• _TASK OBJECTIVE_: Retype exactly the lines that run from the line with "Task: Expected behaviour is that every instance of the gold" to the final line of the entries, keeping both ends and nothing else.

───── MATERIALS PROVIDED

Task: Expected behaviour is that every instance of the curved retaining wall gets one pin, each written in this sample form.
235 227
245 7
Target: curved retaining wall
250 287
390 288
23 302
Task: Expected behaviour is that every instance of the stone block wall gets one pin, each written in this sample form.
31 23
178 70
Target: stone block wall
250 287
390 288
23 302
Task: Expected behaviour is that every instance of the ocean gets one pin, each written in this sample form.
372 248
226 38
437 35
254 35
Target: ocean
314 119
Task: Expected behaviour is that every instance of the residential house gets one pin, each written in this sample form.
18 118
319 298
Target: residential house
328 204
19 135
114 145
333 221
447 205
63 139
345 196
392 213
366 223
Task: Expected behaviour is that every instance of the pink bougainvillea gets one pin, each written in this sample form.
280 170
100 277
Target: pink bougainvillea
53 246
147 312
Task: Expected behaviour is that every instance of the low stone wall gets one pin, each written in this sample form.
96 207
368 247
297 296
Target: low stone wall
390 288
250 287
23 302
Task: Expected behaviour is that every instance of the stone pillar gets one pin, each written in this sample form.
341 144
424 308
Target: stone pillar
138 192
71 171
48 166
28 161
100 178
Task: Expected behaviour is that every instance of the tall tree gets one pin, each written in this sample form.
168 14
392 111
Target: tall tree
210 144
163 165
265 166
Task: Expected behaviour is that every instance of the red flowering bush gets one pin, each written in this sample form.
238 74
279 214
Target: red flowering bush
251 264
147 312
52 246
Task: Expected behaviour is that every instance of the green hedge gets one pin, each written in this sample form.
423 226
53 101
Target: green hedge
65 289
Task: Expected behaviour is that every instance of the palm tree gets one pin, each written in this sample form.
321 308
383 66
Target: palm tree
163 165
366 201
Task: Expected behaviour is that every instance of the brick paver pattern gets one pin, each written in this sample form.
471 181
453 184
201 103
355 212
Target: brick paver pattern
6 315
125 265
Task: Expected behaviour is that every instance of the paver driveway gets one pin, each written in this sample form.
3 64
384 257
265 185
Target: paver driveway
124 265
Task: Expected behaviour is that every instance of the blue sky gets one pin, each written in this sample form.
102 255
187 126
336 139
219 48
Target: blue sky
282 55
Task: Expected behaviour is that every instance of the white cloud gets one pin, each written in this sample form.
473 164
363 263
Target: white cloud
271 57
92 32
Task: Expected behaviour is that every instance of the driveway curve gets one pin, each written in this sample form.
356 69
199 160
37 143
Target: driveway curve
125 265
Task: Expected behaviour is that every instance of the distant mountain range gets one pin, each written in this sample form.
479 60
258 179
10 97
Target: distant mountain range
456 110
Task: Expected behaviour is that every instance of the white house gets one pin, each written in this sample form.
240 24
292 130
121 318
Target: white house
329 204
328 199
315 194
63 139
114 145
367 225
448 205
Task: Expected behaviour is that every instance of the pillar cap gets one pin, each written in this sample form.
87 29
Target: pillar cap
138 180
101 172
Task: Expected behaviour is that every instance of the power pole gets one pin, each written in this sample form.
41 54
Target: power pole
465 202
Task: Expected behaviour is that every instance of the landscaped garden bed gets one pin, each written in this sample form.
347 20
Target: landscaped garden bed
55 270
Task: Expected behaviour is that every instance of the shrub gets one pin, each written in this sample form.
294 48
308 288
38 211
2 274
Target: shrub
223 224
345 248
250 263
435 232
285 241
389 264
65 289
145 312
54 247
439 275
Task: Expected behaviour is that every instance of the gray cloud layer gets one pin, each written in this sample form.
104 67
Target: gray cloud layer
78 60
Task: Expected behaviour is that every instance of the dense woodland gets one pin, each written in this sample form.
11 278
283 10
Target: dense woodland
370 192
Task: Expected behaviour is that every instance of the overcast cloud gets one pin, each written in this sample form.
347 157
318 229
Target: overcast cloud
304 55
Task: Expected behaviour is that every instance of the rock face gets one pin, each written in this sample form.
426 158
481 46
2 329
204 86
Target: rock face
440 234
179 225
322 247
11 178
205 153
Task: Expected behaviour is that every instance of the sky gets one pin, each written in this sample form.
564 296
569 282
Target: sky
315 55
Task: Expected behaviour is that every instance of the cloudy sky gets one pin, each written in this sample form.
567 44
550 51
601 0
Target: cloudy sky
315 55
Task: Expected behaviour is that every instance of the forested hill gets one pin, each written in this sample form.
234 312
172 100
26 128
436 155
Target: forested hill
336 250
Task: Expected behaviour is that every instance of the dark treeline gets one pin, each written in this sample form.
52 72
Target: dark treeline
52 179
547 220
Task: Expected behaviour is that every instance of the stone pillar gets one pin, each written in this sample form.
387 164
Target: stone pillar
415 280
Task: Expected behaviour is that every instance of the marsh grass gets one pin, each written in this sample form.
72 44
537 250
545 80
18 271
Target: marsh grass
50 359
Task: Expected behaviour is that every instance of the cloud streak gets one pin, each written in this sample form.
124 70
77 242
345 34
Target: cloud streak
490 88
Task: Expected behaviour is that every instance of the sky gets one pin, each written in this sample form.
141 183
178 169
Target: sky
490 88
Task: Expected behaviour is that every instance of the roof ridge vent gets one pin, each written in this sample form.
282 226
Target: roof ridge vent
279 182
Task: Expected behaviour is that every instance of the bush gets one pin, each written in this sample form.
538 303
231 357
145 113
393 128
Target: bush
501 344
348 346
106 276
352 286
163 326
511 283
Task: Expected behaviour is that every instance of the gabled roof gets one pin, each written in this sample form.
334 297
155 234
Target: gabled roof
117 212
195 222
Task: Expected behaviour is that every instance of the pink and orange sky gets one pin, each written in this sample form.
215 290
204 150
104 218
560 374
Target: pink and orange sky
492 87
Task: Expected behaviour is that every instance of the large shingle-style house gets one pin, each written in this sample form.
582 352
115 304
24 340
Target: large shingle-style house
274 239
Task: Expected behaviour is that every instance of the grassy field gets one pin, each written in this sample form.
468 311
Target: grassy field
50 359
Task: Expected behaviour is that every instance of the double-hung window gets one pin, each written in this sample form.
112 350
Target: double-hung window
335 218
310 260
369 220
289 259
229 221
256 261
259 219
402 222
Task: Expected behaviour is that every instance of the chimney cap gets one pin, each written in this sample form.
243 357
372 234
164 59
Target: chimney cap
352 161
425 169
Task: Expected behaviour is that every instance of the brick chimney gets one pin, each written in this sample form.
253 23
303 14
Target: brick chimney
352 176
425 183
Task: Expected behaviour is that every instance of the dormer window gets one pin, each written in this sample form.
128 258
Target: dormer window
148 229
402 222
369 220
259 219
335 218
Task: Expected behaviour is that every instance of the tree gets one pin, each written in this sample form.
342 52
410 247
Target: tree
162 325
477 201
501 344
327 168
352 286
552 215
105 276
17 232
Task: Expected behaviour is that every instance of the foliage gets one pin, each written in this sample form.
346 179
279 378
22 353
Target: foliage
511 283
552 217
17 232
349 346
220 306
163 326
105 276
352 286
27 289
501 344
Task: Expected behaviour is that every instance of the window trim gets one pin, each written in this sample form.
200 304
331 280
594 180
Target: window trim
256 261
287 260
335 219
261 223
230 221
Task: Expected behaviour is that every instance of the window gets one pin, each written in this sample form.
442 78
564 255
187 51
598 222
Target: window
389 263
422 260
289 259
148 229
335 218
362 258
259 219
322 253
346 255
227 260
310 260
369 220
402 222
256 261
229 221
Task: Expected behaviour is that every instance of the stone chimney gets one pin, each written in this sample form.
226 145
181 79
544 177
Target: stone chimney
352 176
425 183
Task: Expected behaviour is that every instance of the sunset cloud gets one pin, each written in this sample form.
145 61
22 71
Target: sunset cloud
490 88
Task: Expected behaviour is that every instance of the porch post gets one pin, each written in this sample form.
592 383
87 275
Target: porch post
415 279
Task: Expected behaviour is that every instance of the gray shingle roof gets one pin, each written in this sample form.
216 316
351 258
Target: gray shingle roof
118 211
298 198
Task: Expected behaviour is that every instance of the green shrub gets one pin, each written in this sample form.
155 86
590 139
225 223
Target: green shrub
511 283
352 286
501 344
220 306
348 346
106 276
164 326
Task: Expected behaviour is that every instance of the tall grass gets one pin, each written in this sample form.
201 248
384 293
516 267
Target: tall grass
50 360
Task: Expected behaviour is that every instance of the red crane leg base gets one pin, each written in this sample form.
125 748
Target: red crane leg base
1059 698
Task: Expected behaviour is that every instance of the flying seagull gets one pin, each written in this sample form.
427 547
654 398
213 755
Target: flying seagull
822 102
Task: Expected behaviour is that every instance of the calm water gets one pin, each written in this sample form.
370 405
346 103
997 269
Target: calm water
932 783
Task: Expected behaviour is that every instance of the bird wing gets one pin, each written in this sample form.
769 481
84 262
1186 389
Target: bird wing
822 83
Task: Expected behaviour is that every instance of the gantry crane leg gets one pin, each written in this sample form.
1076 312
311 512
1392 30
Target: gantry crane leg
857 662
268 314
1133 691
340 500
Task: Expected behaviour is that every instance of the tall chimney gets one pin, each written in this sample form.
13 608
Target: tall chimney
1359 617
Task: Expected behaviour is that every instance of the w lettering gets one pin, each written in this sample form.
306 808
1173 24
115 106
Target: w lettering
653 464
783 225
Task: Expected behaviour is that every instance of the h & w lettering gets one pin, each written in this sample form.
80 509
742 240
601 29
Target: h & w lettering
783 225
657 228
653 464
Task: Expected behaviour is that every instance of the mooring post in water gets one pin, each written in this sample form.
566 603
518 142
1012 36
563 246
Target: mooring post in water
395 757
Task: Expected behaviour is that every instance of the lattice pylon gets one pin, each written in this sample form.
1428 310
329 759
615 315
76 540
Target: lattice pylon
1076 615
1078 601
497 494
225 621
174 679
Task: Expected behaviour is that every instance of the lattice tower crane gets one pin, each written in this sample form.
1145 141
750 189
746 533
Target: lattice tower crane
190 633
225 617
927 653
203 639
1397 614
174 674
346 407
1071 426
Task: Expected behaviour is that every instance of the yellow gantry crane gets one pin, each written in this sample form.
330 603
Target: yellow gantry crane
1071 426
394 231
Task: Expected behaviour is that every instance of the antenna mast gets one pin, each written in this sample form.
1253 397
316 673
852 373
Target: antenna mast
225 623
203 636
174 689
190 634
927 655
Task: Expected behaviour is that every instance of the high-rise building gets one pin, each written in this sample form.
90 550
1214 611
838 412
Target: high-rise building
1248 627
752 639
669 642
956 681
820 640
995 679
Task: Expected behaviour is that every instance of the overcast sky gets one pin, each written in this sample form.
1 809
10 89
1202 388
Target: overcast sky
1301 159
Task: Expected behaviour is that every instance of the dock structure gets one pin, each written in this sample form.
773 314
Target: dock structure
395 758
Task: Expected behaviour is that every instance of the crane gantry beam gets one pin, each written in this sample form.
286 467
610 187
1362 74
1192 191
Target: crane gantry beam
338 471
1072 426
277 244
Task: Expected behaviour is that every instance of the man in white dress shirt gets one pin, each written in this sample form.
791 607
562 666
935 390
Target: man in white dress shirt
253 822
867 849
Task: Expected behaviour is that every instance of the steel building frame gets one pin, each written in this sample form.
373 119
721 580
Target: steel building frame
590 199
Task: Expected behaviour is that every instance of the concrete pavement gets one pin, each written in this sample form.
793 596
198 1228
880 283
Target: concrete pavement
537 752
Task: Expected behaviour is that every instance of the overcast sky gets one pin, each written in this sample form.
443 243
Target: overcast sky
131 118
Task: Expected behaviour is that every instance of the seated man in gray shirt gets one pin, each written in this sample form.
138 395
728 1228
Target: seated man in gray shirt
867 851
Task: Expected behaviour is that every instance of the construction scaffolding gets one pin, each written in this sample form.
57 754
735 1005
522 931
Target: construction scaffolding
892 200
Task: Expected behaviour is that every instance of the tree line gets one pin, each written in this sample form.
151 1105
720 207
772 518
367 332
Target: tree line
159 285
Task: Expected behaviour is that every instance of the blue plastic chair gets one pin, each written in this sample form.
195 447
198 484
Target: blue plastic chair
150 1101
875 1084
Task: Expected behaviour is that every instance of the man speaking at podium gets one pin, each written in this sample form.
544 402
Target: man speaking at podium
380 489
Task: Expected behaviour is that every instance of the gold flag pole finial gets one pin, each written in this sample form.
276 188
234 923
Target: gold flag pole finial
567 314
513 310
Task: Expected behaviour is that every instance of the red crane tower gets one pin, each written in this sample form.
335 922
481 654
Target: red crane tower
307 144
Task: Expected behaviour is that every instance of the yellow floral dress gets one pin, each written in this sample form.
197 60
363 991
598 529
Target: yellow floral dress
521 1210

──────────

• _OUTPUT OF THE TASK_:
Task: Expected behaviour is that every instance of the gold flag pole finial gets one pin, each written in this sample form.
276 188
234 923
Target: gold flag pole finial
567 314
513 310
Task: Expected behaviour is that every instance of the red crane tower gets one pin, each written in this sample form.
335 922
481 654
Target: red crane tower
307 144
Task: Expected behaviour is that every instance of the yellow floral dress gets one pin, each written in this sample form.
197 60
363 991
598 529
Target: yellow floral dress
521 1210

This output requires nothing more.